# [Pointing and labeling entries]
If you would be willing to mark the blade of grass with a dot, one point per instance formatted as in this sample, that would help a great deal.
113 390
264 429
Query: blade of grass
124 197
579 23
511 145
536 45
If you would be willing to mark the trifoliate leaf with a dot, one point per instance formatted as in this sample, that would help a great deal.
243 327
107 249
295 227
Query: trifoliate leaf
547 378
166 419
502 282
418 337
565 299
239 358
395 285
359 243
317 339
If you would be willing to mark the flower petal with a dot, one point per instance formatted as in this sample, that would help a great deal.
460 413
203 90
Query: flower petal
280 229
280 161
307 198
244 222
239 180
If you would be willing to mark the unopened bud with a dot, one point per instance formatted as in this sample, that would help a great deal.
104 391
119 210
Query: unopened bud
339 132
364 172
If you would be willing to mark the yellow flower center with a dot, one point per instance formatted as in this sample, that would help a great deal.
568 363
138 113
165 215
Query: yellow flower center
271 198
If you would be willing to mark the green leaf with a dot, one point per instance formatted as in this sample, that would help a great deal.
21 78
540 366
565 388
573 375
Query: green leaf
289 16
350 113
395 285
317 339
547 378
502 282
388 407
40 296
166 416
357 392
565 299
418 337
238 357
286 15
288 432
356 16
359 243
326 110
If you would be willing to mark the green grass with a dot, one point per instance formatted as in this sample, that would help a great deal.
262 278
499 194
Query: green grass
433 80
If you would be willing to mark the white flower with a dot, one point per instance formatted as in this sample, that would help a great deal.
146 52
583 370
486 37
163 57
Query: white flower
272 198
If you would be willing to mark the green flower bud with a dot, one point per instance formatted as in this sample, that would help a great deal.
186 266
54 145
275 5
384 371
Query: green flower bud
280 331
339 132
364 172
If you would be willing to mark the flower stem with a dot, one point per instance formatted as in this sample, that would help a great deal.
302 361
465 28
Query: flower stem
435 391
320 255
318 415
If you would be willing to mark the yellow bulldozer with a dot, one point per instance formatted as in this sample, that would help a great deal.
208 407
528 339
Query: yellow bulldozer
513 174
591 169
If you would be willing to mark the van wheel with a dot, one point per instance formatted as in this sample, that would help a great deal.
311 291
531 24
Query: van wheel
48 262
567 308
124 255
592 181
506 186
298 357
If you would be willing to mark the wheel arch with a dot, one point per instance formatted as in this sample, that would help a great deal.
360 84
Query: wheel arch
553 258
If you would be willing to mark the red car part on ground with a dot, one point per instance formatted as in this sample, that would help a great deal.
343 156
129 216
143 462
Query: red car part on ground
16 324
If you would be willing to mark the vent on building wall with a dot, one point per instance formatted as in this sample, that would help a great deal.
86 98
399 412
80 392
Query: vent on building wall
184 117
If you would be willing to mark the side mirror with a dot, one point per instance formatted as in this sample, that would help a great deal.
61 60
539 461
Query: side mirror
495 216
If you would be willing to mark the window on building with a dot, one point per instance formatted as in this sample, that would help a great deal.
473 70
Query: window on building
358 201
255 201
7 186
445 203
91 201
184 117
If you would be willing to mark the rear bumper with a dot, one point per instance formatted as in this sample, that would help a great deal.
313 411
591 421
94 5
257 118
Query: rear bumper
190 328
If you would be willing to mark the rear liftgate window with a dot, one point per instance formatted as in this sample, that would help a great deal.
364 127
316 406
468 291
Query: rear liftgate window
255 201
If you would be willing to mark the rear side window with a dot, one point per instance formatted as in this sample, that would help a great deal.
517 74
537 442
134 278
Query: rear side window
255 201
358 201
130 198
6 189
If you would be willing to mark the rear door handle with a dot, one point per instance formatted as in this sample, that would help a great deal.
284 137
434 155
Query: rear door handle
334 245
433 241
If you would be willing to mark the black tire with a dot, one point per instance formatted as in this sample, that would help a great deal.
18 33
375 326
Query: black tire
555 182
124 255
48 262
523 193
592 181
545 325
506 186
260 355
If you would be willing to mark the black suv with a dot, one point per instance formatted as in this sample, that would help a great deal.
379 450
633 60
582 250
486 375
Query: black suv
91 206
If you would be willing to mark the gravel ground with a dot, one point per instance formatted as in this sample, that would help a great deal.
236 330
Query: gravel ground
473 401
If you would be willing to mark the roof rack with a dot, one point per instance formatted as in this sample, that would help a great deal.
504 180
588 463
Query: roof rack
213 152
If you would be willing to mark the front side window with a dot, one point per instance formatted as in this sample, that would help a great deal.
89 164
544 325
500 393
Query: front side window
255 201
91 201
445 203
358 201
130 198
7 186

# [Directions]
Reproduce the lines of the listing verbatim, starting with the line that contains "If you would be willing to mark the black suv" and continuing through the final line of the listing.

# [The output]
If you would be willing to mark the black suv with a dot, one point per instance formatted as in this sample, that would help a great deal.
379 450
633 60
582 250
486 375
Query: black suv
91 206
If you would be willing to mark the gravel ground with a dot, one point per instance formatted as in this sample, that would help a great deal.
236 330
Query: gravel ground
473 401
If you would be willing to mark the roof rack with a dot, one point per instance formatted as in this sample, that would help a great deal.
504 180
588 463
Query: roof rack
213 152
If you would be willing to mark the front side window with a dot, one point per instance formatted as in this sample, that would help a great deal.
89 164
544 325
500 393
Query: front side window
255 201
91 201
445 203
358 201
130 198
7 186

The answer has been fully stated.